Stored data entries –
┄┄┄┄┄┄┄┄┄┄
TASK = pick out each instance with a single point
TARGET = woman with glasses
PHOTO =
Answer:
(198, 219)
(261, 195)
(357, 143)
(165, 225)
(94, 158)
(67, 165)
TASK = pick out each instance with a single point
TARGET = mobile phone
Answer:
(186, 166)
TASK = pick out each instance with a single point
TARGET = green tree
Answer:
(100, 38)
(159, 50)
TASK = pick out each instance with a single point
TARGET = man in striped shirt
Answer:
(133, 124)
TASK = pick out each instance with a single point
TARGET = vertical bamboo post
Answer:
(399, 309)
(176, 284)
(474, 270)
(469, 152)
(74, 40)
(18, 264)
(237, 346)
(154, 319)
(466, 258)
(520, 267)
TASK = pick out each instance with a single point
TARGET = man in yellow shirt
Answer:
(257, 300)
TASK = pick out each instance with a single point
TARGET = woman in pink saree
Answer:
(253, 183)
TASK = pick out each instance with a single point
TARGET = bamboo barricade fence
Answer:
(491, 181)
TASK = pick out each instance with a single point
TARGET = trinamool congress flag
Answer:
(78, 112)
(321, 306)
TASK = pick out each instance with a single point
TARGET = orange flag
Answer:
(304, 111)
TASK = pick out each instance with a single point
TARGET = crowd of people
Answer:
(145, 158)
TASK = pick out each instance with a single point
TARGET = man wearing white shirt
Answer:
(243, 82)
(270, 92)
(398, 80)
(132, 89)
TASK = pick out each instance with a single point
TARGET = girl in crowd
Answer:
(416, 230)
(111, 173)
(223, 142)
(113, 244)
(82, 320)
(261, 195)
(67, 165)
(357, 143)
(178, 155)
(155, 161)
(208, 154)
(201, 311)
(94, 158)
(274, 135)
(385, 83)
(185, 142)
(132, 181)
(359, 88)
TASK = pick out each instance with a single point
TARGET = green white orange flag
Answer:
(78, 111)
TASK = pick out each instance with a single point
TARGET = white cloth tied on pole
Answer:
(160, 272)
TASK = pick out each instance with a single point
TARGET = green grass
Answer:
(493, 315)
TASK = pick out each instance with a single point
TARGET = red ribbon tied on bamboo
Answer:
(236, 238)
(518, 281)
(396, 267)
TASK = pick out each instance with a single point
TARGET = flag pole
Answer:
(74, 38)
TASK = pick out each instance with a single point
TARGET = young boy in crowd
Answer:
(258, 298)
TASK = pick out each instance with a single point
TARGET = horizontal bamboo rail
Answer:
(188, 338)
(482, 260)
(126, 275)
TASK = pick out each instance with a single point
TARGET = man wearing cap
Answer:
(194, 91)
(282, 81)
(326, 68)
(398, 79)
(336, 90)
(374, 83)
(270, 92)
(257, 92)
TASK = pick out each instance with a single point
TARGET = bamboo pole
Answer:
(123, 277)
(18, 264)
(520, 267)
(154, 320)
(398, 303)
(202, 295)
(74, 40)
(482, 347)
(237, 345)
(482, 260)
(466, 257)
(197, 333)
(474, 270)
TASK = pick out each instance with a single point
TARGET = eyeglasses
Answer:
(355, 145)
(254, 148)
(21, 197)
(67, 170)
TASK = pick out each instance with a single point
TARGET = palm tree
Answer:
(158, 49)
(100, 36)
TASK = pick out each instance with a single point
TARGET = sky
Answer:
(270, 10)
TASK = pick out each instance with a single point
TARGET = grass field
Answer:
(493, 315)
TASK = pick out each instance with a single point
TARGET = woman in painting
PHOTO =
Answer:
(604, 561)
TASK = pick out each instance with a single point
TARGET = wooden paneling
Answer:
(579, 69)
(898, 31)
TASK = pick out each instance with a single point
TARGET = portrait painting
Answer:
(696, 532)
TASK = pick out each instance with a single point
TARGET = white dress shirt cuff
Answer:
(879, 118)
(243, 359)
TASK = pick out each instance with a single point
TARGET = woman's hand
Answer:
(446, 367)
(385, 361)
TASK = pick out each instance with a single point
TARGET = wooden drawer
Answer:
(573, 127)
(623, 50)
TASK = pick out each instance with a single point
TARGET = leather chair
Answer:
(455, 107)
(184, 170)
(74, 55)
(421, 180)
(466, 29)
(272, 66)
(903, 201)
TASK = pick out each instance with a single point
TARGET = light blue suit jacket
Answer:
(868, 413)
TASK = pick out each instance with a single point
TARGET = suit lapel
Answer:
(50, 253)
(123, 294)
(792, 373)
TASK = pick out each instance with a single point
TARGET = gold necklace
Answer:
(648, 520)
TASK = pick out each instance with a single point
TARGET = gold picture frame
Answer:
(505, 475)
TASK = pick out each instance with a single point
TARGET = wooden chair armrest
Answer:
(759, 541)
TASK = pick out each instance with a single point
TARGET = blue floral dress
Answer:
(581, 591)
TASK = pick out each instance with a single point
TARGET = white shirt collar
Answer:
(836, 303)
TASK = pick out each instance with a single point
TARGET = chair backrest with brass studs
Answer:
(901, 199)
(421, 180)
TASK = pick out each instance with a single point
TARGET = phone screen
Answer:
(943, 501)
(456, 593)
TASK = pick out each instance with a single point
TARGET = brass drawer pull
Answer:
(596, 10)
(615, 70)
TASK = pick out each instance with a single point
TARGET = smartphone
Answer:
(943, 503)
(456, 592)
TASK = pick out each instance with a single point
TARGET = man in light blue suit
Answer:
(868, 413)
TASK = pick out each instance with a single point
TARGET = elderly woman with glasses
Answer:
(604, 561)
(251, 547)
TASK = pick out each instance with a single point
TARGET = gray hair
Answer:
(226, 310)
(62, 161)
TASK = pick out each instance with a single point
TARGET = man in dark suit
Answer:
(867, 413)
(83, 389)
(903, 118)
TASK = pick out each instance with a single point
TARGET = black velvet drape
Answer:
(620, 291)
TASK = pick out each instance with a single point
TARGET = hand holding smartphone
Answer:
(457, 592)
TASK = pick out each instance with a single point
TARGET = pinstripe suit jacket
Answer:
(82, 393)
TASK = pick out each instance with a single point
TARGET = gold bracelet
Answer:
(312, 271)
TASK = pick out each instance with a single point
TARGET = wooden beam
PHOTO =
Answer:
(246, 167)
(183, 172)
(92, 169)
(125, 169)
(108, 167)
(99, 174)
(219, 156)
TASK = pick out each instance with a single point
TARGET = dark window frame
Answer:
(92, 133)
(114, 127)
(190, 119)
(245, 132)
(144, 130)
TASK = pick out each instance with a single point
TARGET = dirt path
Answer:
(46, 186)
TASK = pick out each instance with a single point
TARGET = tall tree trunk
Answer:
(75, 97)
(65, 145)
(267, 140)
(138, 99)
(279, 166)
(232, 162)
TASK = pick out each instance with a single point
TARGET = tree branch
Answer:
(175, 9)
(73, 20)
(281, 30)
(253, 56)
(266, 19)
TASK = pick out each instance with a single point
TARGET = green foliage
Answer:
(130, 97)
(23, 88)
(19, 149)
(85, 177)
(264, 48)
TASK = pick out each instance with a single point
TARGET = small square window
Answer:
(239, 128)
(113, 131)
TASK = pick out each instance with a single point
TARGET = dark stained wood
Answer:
┄┄┄┄┄┄┄┄┄┄
Task – Line by line, restate the data exactly.

Solution to the exercise –
TASK = pick out each instance with a single point
TARGET = woman with glasses
PHOTO =
Answer:
(198, 219)
(261, 195)
(357, 143)
(165, 225)
(94, 158)
(67, 165)
TASK = pick out each instance with a single point
TARGET = mobile phone
Answer:
(186, 166)
TASK = pick out each instance with a single point
TARGET = green tree
Answer:
(100, 38)
(159, 50)
TASK = pick out each instance with a single point
TARGET = man in striped shirt
Answer:
(133, 124)
TASK = pick out each instance with a single point
TARGET = vertical bamboo post
Answer:
(399, 309)
(176, 284)
(474, 270)
(469, 152)
(74, 40)
(18, 264)
(237, 346)
(154, 319)
(466, 258)
(520, 267)
TASK = pick out each instance with a single point
TARGET = man in yellow shirt
Answer:
(257, 300)
TASK = pick out each instance with a single point
TARGET = woman in pink saree
Answer:
(253, 183)
TASK = pick out each instance with a single point
TARGET = bamboo barricade fence
Answer:
(491, 181)
TASK = pick out each instance with a single point
TARGET = trinamool congress flag
Answer:
(78, 112)
(321, 306)
TASK = pick out each instance with a single point
TARGET = orange flag
Answer:
(304, 111)
TASK = pick out each instance with a single point
TARGET = crowd of people
Answer:
(145, 158)
TASK = pick out each instance with a single point
TARGET = man wearing white shirt
Answer:
(243, 82)
(270, 92)
(398, 80)
(132, 89)
TASK = pick out each instance with a single point
TARGET = girl in crowd
Answer:
(416, 230)
(111, 173)
(223, 142)
(113, 244)
(82, 320)
(261, 195)
(67, 165)
(357, 143)
(178, 155)
(155, 161)
(208, 154)
(201, 311)
(94, 158)
(274, 135)
(385, 83)
(185, 142)
(132, 181)
(359, 88)
TASK = pick out each instance with a single point
TARGET = green white orange flag
Answer:
(78, 111)
TASK = pick out each instance with a single point
TARGET = white cloth tied on pole
Answer:
(160, 272)
TASK = pick out each instance with a single point
TARGET = green grass
Answer:
(493, 315)
TASK = pick out each instance with a single point
TARGET = red ribbon tied on bamboo
Answer:
(236, 238)
(518, 281)
(396, 267)
TASK = pick out each instance with a single point
TARGET = flag pole
Answer:
(74, 38)
TASK = pick out each instance with a single point
TARGET = young boy in crowd
Answer:
(258, 298)
TASK = pick out each instance with a single point
TARGET = horizontal bamboo rail
Answer:
(188, 338)
(482, 260)
(126, 275)
TASK = pick out each instance with a single point
TARGET = man wearing cap
Answer:
(194, 91)
(282, 81)
(326, 68)
(398, 79)
(336, 90)
(374, 83)
(270, 92)
(257, 92)
TASK = pick out each instance with a single point
TARGET = bamboo pole
Answer:
(123, 277)
(18, 264)
(520, 267)
(154, 320)
(398, 303)
(202, 295)
(74, 40)
(482, 347)
(237, 345)
(482, 260)
(466, 257)
(197, 333)
(474, 270)
TASK = pick out each instance with a single point
TARGET = eyeglasses
Answer:
(355, 145)
(254, 148)
(21, 197)
(67, 170)
TASK = pick out each instance with a single point
TARGET = palm tree
Answer:
(158, 49)
(100, 36)
TASK = pick out each instance with a single point
TARGET = sky
Answer:
(270, 10)
TASK = pick out each instance with a single point
TARGET = grass field
Answer:
(493, 315)
TASK = pick out each instance with a single point
TARGET = woman in painting
PHOTO =
Answer:
(604, 561)
TASK = pick out each instance with a single point
TARGET = wooden paneling
Answer:
(579, 69)
(898, 31)
TASK = pick out each instance with a single point
TARGET = portrait painting
Answer:
(696, 532)
TASK = pick out each instance with a single point
TARGET = white dress shirt cuff
Answer:
(879, 118)
(243, 359)
TASK = pick out each instance with a single point
TARGET = woman's hand
Answer:
(446, 367)
(385, 361)
TASK = pick out each instance with a single point
TARGET = wooden drawer
Answer:
(573, 127)
(623, 50)
TASK = pick out each instance with a single point
TARGET = leather chair
Answer:
(455, 107)
(184, 170)
(74, 55)
(421, 180)
(466, 29)
(272, 66)
(903, 201)
TASK = pick out each instance with a single point
TARGET = light blue suit jacket
Answer:
(868, 413)
TASK = pick out each instance with a single point
TARGET = suit lapel
Answer:
(50, 253)
(123, 294)
(792, 373)
TASK = pick out each instance with a single point
TARGET = gold necklace
Answer:
(648, 520)
TASK = pick out each instance with a single point
TARGET = gold picture frame
Answer:
(505, 475)
TASK = pick out each instance with a single point
TARGET = wooden chair armrest
Answer:
(759, 541)
TASK = pick out each instance with a single point
TARGET = blue floral dress
Answer:
(581, 591)
TASK = pick out each instance with a single point
TARGET = white shirt collar
Answer:
(836, 303)
TASK = pick out each instance with a single point
TARGET = chair backrest with brass studs
Answer:
(901, 199)
(421, 180)
TASK = pick out each instance with a single point
TARGET = phone screen
Answer:
(943, 501)
(456, 593)
TASK = pick out each instance with a single point
TARGET = brass drawer pull
Answer:
(596, 10)
(615, 70)
TASK = pick out each instance with a single point
TARGET = smartphone
Answer:
(943, 503)
(456, 592)
TASK = pick out each instance with a single point
TARGET = man in light blue suit
Answer:
(868, 413)
TASK = pick out each instance with a single point
TARGET = elderly woman with glasses
Answer:
(604, 561)
(251, 547)
TASK = pick out each instance with a single point
TARGET = gray hair
Answer:
(226, 310)
(62, 161)
TASK = pick out each instance with a single point
TARGET = man in dark suit
Answer:
(867, 413)
(83, 389)
(903, 118)
TASK = pick out each instance with a single point
TARGET = black velvet drape
Answer:
(620, 291)
TASK = pick out each instance with a single point
TARGET = hand holding smartphone
Answer:
(457, 592)
TASK = pick out each instance with a single point
TARGET = pinstripe suit jacket
Answer:
(82, 393)
TASK = pick out each instance with a single point
TARGET = gold bracelet
Answer:
(312, 271)
TASK = pick out each instance with a single point
TARGET = wooden beam
PHOTO =
Answer:
(246, 167)
(183, 172)
(92, 169)
(125, 169)
(108, 167)
(99, 174)
(219, 156)
TASK = pick out each instance with a single point
TARGET = dark window frame
Answer:
(92, 133)
(114, 127)
(190, 119)
(245, 132)
(144, 130)
TASK = pick out each instance with a single point
TARGET = dirt path
Answer:
(46, 186)
TASK = pick out each instance with a single point
TARGET = tall tree trunk
Answer:
(75, 97)
(65, 145)
(267, 140)
(138, 99)
(279, 166)
(232, 162)
TASK = pick out each instance with a single point
TARGET = tree branch
Answer:
(175, 9)
(73, 20)
(281, 30)
(253, 56)
(266, 19)
TASK = pick out each instance with a single point
TARGET = green foliage
Answer:
(130, 97)
(23, 88)
(19, 149)
(85, 177)
(264, 48)
TASK = pick out each instance with a single point
TARGET = small square window
Answer:
(239, 128)
(113, 131)
TASK = pick out each instance with a single point
TARGET = dark stained wood
Answer:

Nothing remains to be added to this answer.